What you will do ::
Reproduce every item below verbatim, and omit the pictures from your answer.

------ Exercise material

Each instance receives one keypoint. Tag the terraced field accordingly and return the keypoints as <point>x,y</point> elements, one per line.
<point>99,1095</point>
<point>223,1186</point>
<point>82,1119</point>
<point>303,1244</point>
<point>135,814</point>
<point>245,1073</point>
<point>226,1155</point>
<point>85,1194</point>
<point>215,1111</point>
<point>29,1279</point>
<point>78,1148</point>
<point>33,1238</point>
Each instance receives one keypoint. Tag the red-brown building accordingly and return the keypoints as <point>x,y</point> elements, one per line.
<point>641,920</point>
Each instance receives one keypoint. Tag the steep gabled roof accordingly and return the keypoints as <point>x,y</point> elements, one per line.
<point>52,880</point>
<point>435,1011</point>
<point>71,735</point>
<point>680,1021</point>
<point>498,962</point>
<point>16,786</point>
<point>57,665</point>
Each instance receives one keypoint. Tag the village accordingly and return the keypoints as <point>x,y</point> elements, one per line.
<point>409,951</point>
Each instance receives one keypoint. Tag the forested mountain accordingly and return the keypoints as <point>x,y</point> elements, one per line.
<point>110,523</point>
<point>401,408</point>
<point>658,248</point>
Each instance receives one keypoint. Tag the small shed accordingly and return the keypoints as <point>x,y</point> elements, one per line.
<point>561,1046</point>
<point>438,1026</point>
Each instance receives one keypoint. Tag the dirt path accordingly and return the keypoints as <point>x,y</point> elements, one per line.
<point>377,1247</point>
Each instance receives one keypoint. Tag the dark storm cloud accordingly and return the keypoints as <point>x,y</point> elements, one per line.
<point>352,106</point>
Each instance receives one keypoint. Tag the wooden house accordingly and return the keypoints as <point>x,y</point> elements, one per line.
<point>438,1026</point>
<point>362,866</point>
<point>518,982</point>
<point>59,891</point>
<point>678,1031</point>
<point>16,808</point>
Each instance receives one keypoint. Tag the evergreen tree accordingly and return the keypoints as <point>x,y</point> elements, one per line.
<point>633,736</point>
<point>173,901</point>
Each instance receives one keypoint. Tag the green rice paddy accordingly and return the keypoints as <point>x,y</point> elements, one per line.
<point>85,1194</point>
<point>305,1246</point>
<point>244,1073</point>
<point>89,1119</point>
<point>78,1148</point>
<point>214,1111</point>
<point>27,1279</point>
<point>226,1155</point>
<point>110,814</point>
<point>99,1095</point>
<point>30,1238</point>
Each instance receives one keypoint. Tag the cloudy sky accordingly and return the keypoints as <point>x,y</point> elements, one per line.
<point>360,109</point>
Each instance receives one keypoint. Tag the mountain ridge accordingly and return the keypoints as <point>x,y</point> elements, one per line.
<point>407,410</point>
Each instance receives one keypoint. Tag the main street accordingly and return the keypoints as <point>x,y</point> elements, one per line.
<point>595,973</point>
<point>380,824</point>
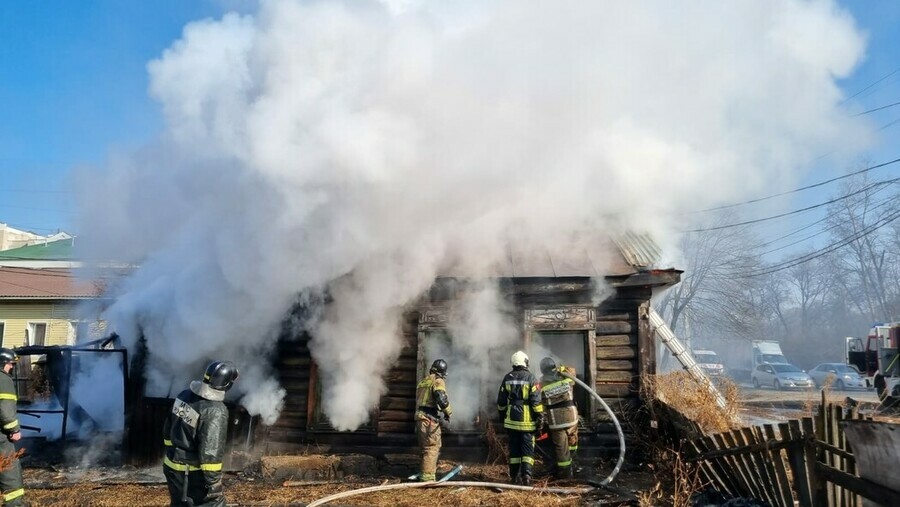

------------

Expected output ::
Each instance receives one keypoint. Tag the terraced field accordingly and return the keypoints as <point>x,y</point> elements, one per line.
<point>99,1095</point>
<point>223,1186</point>
<point>82,1119</point>
<point>303,1244</point>
<point>135,814</point>
<point>245,1073</point>
<point>226,1155</point>
<point>85,1194</point>
<point>215,1111</point>
<point>29,1279</point>
<point>78,1148</point>
<point>33,1238</point>
Each instance receives one keypoint. Tag the red-brown building accordingly and return the keypoints as <point>x,y</point> elements, one per line.
<point>641,920</point>
Each instance receives one keypoint. Tag the steep gabled roof accordingly and return the keypoints as <point>x,y</point> elements, one per line.
<point>52,880</point>
<point>435,1011</point>
<point>71,735</point>
<point>680,1021</point>
<point>498,962</point>
<point>16,786</point>
<point>57,665</point>
Each instance receives one keypoint. Tag the village accordingly and return the keypoints as <point>x,y</point> elements, one per line.
<point>409,951</point>
Each instance receives one keypoint. Tag the forested mountain accordingly and return the keypoints as <point>x,y</point> elements, one per line.
<point>110,523</point>
<point>401,408</point>
<point>658,248</point>
Each instance receives one keypoint. Tag the small shed accordingly and return the keypoints as <point>x,y</point> elements, one per line.
<point>561,1046</point>
<point>438,1026</point>
Each instance receives one keypoint. Tag the dirt path accordingly and return the keypoints as <point>x,y</point> elements, one per line.
<point>377,1247</point>
Each instance receives one keypoint. Tag the dark storm cloud accordingly and return the keypoints as <point>x,y</point> elements, one per line.
<point>352,106</point>
Each instance receives one keypoint. Tag the wooden house accordingly and return the keypoints as <point>x,y</point> elements, one per line.
<point>438,1026</point>
<point>362,866</point>
<point>518,982</point>
<point>59,891</point>
<point>678,1031</point>
<point>16,808</point>
Each instance receives one keypoint. Tag the evergreen tree accordingly and return the keypoints as <point>x,y</point> elements, one per line.
<point>633,736</point>
<point>173,901</point>
Each instance receives one keypoint. Tag the green rice paddy accordingly and return the keypoints as <point>x,y</point> elements, one per line.
<point>85,1194</point>
<point>305,1246</point>
<point>244,1073</point>
<point>89,1119</point>
<point>78,1148</point>
<point>214,1111</point>
<point>27,1279</point>
<point>226,1155</point>
<point>110,814</point>
<point>99,1095</point>
<point>30,1238</point>
Each instance receives one keypoint. Tag the cloudy sky accordingly and return the keypoints as <point>x,y</point> elements, one per line.
<point>360,109</point>
Each instance receives one keypoint. Tag the mountain ridge accordingly and return the keypoints as <point>x,y</point> elements, one per line.
<point>407,410</point>
Each instance receives one keypoint. Tag the main street accordingly and return the keypoints as <point>x,y</point> elements, one per line.
<point>595,973</point>
<point>380,824</point>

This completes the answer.